待解问题
[a] 根据所给摘录，用一到三句话说明本文为什么要提出一种无监督学习方式。
[b] 所给摘录提到，Backbone module 总共进行了几次下采样？
[c] 请将所给摘录中的句子“在实际场景中，想要进行人工标注再 finetune 是比较难的。”译成英文。

所给摘录
────────
论文笔记：UnsuperPoint: End-to-end Unsupervised Interest Point Detector and Descriptor

2020年4月20日

SuperPoint 的工作取得了巨大的成功，但是有一个非常明显的问题就是训练和真值获取非常困难（采用仿真辅助）。在实际场景中，想要进行人工标注再 finetune 是比较难的。因此本文提出了一种无监督学习的方式同时获得关键点与描述子，虽然无监督，但是在数据集上取得了很好效果的同时也达到了很快的速度。

1 网络设计

本文的网络设计大体与 SuperPoint 一致，但是在 head 设计上面有很多细节不同，主要是 SuperPoint 主要使用分类方式离散地定位关键点坐标、是否为关键点等信息。在 UnsuperPoint 中，作者使用了 score map 作为关键点置信度指标、使用回归 offset 方式进行关键点定位。它的网络设计如下：

1.1 Backbone Module

本文的 Backbone module 与 SuperPoint 类似是一个 FCN 的网络结构，每一层都是两个 conv + maxpooling，总共进行了3次下采样，通道数分别是：32-32-64-64-128-128-256-256。

那么在最终的 feature map 上一个点对应于原图中 8x8 大小的区域。
────────
已存条目:
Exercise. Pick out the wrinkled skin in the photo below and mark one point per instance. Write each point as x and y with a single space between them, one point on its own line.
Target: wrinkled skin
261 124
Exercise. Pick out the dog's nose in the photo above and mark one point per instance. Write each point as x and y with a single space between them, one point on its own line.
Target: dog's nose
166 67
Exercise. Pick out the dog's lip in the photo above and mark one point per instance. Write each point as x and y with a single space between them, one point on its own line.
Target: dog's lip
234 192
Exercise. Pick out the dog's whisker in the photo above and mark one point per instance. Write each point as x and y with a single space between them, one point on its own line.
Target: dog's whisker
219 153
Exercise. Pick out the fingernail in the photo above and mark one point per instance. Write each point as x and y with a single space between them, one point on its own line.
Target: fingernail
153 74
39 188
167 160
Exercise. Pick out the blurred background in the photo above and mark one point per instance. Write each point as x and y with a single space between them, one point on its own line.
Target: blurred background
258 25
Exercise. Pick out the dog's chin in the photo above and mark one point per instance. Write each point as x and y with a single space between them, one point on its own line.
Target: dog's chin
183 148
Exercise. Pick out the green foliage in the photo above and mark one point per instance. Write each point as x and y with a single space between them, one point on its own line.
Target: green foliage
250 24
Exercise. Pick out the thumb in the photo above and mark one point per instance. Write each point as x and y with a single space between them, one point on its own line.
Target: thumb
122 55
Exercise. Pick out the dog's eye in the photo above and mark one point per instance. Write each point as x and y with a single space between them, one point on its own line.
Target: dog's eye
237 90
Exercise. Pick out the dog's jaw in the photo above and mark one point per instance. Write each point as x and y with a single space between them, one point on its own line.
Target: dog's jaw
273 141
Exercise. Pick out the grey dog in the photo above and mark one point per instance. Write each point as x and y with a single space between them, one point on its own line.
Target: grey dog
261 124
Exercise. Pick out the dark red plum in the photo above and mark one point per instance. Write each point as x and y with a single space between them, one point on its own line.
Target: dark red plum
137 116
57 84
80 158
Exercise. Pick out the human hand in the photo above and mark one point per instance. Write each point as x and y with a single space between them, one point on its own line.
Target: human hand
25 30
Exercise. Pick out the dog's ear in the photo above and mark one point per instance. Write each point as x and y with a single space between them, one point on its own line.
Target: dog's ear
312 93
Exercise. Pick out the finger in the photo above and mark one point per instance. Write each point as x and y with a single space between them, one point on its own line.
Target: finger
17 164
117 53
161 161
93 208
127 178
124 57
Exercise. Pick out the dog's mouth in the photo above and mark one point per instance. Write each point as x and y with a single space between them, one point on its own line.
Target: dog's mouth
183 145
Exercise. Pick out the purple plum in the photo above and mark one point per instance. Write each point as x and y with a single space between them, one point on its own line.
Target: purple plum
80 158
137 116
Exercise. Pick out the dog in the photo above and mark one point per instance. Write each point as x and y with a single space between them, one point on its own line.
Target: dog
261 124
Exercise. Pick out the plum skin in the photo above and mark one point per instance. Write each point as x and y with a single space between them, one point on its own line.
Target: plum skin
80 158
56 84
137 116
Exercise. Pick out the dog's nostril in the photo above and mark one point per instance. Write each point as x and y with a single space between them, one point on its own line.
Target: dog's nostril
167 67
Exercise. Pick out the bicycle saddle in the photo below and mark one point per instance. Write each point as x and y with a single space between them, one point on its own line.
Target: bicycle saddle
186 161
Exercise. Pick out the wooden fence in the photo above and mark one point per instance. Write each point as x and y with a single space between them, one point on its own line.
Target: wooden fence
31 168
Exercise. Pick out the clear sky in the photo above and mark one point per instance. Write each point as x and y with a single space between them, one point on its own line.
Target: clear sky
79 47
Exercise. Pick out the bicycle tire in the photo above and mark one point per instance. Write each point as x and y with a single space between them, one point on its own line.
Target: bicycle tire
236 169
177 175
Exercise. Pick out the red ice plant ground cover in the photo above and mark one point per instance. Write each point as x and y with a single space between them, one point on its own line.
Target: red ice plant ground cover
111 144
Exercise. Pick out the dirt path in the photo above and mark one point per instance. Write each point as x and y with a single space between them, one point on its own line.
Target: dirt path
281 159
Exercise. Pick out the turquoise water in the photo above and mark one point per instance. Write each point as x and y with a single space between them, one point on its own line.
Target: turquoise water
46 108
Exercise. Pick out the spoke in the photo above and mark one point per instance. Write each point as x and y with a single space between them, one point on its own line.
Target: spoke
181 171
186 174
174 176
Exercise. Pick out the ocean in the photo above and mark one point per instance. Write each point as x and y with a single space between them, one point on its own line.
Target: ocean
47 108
────────
练习解答
[a] SuperPoint 虽然取得了巨大成功，但训练和真值获取非常困难，需要采用仿真辅助。在实际场景中先进行人工标注再 finetune 也比较难。因此本文提出用无监督学习的方式同时获得关键点与描述子。

[b] 总共进行了3次下采样。

[c] In real-world scenarios, it is rather difficult to carry out manual annotation and then fine-tune.